→ TASK GOAL
Your answer should consist of the lines in the data below that contain "pairs".

→ PROVIDED ENTRIES
——————————

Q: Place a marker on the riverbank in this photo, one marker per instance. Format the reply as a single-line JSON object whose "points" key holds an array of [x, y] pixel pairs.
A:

——————————

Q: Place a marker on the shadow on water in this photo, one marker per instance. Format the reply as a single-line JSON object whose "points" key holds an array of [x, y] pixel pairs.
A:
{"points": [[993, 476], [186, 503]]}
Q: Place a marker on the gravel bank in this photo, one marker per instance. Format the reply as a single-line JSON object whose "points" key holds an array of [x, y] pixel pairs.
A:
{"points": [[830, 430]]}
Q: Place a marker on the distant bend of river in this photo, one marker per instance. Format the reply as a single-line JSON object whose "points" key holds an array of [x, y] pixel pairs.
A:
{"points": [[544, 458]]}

——————————

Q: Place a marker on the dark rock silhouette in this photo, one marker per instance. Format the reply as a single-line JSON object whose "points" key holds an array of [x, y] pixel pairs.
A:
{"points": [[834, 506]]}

——————————

→ EXERCISE OUTPUT
Q: Place a marker on the riverbank in this photo, one marker per instance. Format the reply as a single-line JSON object whose "points" key holds an array of [x, y] pixel pairs.
Q: Place a marker on the shadow on water in this photo, one marker per instance. Format the reply as a single-line JSON object whose "points" key holds an array of [x, y] pixel pairs.
Q: Place a marker on the gravel bank in this photo, one marker per instance. Format the reply as a single-line JSON object whose "points" key holds an array of [x, y] pixel pairs.
Q: Place a marker on the distant bend of river in this photo, one marker per instance. Format the reply as a single-line JSON object whose "points" key holds an array of [x, y] pixel pairs.
Q: Place a marker on the dark rock silhouette in this photo, one marker per instance. Format the reply as a single-line JSON object whose "points" key holds an array of [x, y] pixel pairs.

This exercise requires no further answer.